======== Excerto a ler

Elogio ao pão

Enredos cerealíferos

Há quem diga que o mágico Gedi do Antigo Egipto, um homem aí dos seus cento e dez anos, comia quinhentos pedaços de pão e meio boi por dia, que acompanhava com cem jarros de cerveja; por estas razões gozava de boa saúde, não tossia e não sofria de insónias (…) pelos vistos, o trigo prestava-lhe o pão, a cevada oferecia-lhe a cerveja e o que quedava dos dois acudia ao engrossar do boi.

Por cá diziam as gentes do Douro com certa mágoa

de manhã me dão migas/ao meio dia migas me dão/à tarde pão com migas/e à noite migas com pão

era a utilização do pão levada ao extremo nos períodos de carência alimentar ou da sovinice dos donos do trabalho. Não quero assim consumar a pronta exaltação ao pão, mas, possivelmente, expressar um pequeno louvor à mais cúmplice aventura da história da gastronomia. Acontece que a história se explica sobre vários pontos de vista — dos historiadores ou dos economistas, dos sociólogos ou dos agrónomos, das palavras ou dos poetas… — porém, o pão, passado da nossa alimentação, o quotidiano da história, é um gesto de cada dia que não se explica. Não sou desse tempo nem ao divino me achego, todavia, tenho amigos bem relacionados junto dos guardadores celestiais e por isso acredito que Deus terá dito aos nossos antepassados – Adão e Eva – que deveras suariam para conseguirem a bênção diária do pão e também acredito que carregou com este fardo todos os seus descendentes. E disse pão e não leite, mesmo sendo este o primeiro sabor que conhece o paladar […] O pão não é uma dádiva nem um alimento criado pelo Criador – elabora-se; o pão não brota da terra como a batata e a castanha – semeia-se; o pão não se arranca da espiga – é fruto de muitas mãos. Enfim, o pão é um episódio da vida e o leite é uma obrigação maternal, no dizer de outros

o pão é um crédito ilimitado e o leite uma dívida eterna.

================
======== Material fornecido

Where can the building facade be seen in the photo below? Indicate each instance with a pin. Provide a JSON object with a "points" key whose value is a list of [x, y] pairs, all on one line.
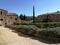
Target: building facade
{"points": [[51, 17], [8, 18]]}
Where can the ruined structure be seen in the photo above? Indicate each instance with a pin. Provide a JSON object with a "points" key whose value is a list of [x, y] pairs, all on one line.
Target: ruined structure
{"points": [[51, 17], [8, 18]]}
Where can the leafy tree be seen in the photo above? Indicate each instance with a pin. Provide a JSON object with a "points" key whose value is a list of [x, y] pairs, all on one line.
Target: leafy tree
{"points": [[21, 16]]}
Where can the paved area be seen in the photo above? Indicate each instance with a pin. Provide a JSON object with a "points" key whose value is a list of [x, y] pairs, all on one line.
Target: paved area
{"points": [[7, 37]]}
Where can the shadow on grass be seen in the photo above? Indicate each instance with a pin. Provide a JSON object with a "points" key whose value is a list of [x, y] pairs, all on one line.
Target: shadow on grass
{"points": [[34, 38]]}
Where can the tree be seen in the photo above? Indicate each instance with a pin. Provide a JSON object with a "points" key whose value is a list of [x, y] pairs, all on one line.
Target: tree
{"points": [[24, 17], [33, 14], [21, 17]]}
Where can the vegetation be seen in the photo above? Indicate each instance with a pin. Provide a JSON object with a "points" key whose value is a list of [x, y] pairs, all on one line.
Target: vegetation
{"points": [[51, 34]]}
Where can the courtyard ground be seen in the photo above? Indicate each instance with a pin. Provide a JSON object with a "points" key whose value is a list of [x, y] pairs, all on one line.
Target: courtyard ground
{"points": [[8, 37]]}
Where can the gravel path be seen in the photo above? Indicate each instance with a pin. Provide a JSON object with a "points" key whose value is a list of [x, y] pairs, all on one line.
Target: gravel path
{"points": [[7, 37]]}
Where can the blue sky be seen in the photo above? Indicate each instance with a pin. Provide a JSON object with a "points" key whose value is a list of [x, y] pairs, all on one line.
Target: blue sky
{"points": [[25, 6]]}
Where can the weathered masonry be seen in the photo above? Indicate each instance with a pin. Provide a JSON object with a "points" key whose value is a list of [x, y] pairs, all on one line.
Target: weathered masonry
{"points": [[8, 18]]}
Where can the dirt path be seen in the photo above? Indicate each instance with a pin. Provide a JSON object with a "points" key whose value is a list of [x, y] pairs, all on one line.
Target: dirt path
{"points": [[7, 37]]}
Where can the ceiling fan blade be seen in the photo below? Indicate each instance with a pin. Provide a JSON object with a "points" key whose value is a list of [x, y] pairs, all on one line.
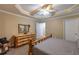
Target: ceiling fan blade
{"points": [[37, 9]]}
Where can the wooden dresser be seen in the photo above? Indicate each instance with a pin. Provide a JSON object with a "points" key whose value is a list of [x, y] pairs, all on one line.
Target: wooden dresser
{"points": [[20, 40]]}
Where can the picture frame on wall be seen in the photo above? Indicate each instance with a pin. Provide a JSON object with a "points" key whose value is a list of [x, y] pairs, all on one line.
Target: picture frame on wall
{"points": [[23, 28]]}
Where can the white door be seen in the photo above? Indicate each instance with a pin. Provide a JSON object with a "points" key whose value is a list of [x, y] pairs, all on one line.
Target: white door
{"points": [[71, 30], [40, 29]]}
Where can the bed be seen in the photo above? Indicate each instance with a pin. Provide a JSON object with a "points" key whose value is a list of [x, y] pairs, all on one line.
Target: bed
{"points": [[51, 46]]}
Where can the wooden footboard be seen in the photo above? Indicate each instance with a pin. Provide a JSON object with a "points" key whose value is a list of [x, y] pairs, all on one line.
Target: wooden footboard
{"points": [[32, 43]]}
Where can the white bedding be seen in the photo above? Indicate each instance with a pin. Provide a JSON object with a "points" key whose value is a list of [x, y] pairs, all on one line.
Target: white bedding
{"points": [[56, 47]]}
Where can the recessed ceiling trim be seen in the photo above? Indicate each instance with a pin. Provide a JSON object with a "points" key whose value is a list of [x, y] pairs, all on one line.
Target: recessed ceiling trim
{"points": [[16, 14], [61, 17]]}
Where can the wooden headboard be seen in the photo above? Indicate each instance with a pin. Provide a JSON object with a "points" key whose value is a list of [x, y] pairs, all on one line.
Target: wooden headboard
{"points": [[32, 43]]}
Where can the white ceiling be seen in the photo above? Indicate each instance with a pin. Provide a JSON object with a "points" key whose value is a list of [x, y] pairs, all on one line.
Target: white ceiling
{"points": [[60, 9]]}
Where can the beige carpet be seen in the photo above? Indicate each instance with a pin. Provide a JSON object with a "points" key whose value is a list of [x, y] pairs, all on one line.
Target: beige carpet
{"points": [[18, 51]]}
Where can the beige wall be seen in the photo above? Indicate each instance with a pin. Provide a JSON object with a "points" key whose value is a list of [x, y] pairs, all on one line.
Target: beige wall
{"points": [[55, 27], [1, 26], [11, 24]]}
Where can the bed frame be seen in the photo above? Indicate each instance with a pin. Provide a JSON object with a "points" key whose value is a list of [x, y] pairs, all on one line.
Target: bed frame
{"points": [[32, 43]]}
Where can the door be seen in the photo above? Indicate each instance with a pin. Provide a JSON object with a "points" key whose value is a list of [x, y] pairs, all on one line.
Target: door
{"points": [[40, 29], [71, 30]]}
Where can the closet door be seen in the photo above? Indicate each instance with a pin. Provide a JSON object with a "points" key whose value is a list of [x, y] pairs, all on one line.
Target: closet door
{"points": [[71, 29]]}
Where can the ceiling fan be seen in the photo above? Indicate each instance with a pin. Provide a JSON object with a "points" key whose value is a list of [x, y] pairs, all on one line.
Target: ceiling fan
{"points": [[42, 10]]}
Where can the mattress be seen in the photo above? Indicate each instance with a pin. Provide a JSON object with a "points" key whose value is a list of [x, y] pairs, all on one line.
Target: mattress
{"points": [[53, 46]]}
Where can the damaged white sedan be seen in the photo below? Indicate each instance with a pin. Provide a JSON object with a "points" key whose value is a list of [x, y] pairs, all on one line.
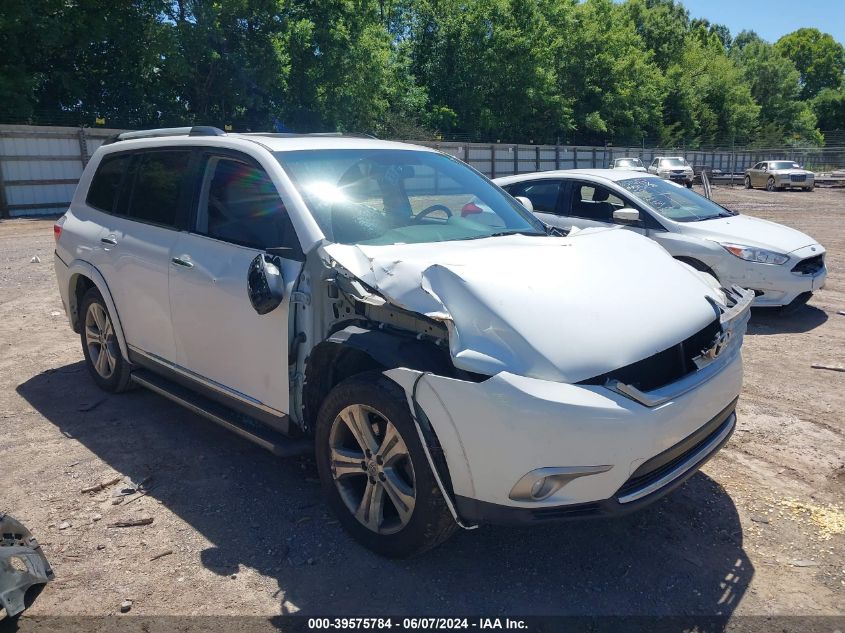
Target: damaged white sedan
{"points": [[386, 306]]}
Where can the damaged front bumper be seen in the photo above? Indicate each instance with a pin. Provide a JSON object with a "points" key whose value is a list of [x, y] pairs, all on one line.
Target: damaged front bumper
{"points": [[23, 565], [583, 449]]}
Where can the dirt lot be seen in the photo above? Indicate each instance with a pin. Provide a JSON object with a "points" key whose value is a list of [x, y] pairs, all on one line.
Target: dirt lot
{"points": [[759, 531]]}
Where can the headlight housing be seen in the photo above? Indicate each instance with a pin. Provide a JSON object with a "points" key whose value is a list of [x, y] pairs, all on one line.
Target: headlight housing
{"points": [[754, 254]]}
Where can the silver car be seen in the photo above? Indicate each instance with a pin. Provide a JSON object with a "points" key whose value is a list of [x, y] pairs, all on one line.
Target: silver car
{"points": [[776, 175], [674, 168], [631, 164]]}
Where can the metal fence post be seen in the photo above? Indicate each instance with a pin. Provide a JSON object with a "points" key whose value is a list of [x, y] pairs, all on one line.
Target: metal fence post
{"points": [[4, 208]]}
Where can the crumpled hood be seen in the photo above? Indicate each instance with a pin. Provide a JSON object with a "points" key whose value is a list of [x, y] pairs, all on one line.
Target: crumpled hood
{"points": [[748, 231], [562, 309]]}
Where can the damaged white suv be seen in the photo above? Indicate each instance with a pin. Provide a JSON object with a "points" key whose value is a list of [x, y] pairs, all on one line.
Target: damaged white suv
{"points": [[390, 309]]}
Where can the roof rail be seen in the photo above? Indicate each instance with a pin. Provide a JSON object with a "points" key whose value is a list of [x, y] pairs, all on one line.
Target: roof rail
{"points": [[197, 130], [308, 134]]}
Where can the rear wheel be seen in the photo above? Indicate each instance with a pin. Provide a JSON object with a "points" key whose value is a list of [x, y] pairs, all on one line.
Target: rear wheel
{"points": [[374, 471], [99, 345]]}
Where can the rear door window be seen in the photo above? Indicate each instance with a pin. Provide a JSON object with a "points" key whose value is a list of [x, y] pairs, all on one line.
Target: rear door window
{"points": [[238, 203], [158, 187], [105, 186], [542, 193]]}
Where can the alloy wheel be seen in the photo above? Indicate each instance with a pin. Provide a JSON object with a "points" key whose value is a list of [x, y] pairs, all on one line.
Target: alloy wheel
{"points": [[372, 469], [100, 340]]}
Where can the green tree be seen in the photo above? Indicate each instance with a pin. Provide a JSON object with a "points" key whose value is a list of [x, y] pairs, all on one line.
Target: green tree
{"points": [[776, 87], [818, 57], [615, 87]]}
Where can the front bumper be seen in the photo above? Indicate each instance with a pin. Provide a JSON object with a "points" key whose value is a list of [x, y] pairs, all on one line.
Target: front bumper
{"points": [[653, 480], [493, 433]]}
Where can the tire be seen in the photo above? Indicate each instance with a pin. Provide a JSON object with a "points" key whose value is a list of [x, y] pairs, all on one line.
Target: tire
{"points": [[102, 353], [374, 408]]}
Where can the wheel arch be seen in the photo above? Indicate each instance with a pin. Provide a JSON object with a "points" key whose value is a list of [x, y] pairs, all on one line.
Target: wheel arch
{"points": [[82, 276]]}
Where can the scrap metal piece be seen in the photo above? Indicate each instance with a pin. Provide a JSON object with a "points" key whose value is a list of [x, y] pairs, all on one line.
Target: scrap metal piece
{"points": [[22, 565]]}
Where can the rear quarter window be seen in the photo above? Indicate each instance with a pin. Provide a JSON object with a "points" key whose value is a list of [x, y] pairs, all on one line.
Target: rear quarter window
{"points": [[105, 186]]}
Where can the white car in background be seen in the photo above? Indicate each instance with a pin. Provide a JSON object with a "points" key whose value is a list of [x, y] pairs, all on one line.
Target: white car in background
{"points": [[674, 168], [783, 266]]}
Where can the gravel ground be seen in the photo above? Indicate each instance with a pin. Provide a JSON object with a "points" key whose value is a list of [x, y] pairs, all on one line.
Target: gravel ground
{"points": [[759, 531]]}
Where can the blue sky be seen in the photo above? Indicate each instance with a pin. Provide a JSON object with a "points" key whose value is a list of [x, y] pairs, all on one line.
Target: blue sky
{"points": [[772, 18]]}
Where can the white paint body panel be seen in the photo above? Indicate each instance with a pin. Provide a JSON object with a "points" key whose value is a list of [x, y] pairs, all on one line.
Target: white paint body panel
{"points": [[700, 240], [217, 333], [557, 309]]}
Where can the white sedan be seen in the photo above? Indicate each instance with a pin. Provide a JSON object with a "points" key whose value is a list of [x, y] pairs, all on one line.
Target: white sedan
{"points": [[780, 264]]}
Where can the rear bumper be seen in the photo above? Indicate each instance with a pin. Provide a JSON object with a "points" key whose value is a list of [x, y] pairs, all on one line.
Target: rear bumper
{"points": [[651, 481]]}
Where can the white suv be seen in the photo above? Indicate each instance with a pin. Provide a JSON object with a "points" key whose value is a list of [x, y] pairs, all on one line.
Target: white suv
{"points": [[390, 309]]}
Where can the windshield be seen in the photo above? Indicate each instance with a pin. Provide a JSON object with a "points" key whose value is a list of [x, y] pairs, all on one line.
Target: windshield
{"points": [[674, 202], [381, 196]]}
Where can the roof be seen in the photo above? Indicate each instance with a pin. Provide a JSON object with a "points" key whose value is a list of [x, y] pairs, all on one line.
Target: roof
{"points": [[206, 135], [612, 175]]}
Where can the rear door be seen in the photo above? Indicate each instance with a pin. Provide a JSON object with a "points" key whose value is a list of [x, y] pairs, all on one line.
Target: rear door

================

» **Requisitos**:
(A) Reescreva o trecho do excerto sobre o pão que vai de "Enredos cerealíferos" até "engrossar do boi.", substituindo "boi" por "carneiro".
(B) Responda, por favor, às seguintes perguntas sobre o excerto sobre o pão:
(i) Quantos jarros de cerveja acompanhavam o pão e a carne que o mágico Gedi comia por dia?
(ii) De que região eram as gentes que diziam os versos sobre as migas?
(iii) Que dois alimentos brotam da terra, ao contrário do pão?
Responda apenas com base no excerto sobre o pão.

» **Respostas desenvolvidas**:
(A)
Enredos cerealíferos

Há quem diga que o mágico Gedi do Antigo Egipto, um homem aí dos seus cento e dez anos, comia quinhentos pedaços de pão e meio carneiro por dia, que acompanhava com cem jarros de cerveja; por estas razões gozava de boa saúde, não tossia e não sofria de insónias (…) pelos vistos, o trigo prestava-lhe o pão, a cevada oferecia-lhe a cerveja e o que quedava dos dois acudia ao engrossar do carneiro.

(B)
(i) Cem jarros de cerveja.
(ii) Do Douro.
(iii) A batata e a castanha.